____ GIVEN DATA

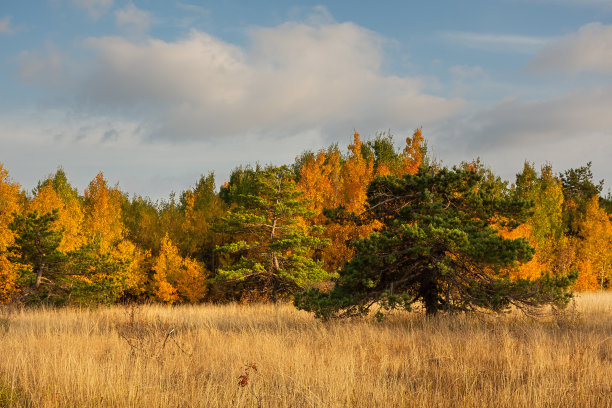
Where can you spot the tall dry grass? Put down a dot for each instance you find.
(191, 356)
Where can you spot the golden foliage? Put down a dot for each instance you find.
(10, 202)
(70, 215)
(102, 219)
(177, 278)
(595, 247)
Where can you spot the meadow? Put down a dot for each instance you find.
(266, 355)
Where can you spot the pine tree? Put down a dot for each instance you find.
(271, 255)
(36, 245)
(436, 245)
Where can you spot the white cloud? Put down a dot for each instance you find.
(46, 67)
(95, 8)
(567, 131)
(194, 9)
(5, 25)
(290, 79)
(132, 20)
(587, 50)
(496, 42)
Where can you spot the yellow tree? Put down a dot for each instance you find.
(69, 211)
(102, 221)
(103, 227)
(595, 247)
(10, 202)
(176, 278)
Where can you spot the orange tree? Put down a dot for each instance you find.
(437, 245)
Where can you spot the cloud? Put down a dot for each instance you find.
(6, 26)
(496, 42)
(289, 79)
(194, 9)
(45, 67)
(567, 131)
(95, 8)
(132, 20)
(587, 50)
(514, 123)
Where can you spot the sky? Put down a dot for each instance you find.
(157, 93)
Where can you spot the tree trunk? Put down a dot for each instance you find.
(429, 293)
(39, 273)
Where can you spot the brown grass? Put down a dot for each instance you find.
(191, 356)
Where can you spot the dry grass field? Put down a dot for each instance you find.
(192, 356)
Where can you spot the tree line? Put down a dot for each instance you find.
(345, 230)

________

• [STATED PROBLEM]: Can you quote every line above word for word, leaving the picture out?

• [WORKED SOLUTION]:
Where can you spot the tall dry grass? Put down a dot for each instance you find.
(191, 356)
Where can you spot the golden foliage? Put down a dot for each instance you find.
(10, 202)
(70, 215)
(102, 219)
(177, 278)
(595, 247)
Where can you spot the meadow? Put down a dot for each instance you find.
(266, 355)
Where can you spot the pine tree? Put down a dot for each instance you find.
(271, 255)
(36, 245)
(436, 245)
Where can you spot the white cloud? Put down a dot for each instance you find.
(46, 67)
(95, 8)
(567, 131)
(194, 9)
(5, 25)
(290, 79)
(132, 20)
(587, 50)
(496, 42)
Where can you spot the yellow tree? Put down a dot for each instance you find.
(69, 211)
(102, 221)
(103, 227)
(595, 247)
(10, 202)
(176, 278)
Where can you spot the orange tree? Put down a dot for each instance you find.
(437, 245)
Where can you spot the cloud? Put down a dot for each instance you find.
(6, 26)
(496, 42)
(289, 79)
(194, 9)
(45, 67)
(567, 131)
(95, 8)
(132, 20)
(587, 50)
(514, 123)
Where can you spot the sky? Put down a dot for each instance you find.
(157, 93)
Where can you spot the tree trunk? Put down a dot for each instance you find.
(429, 293)
(39, 273)
Where can you spot the brown grass? Put down a dot for each instance you find.
(191, 356)
Where can you spot the dry grass field? Put down a dot for each instance you find.
(192, 356)
Where can you spot the tree line? Put down a dot for each instance you find.
(345, 230)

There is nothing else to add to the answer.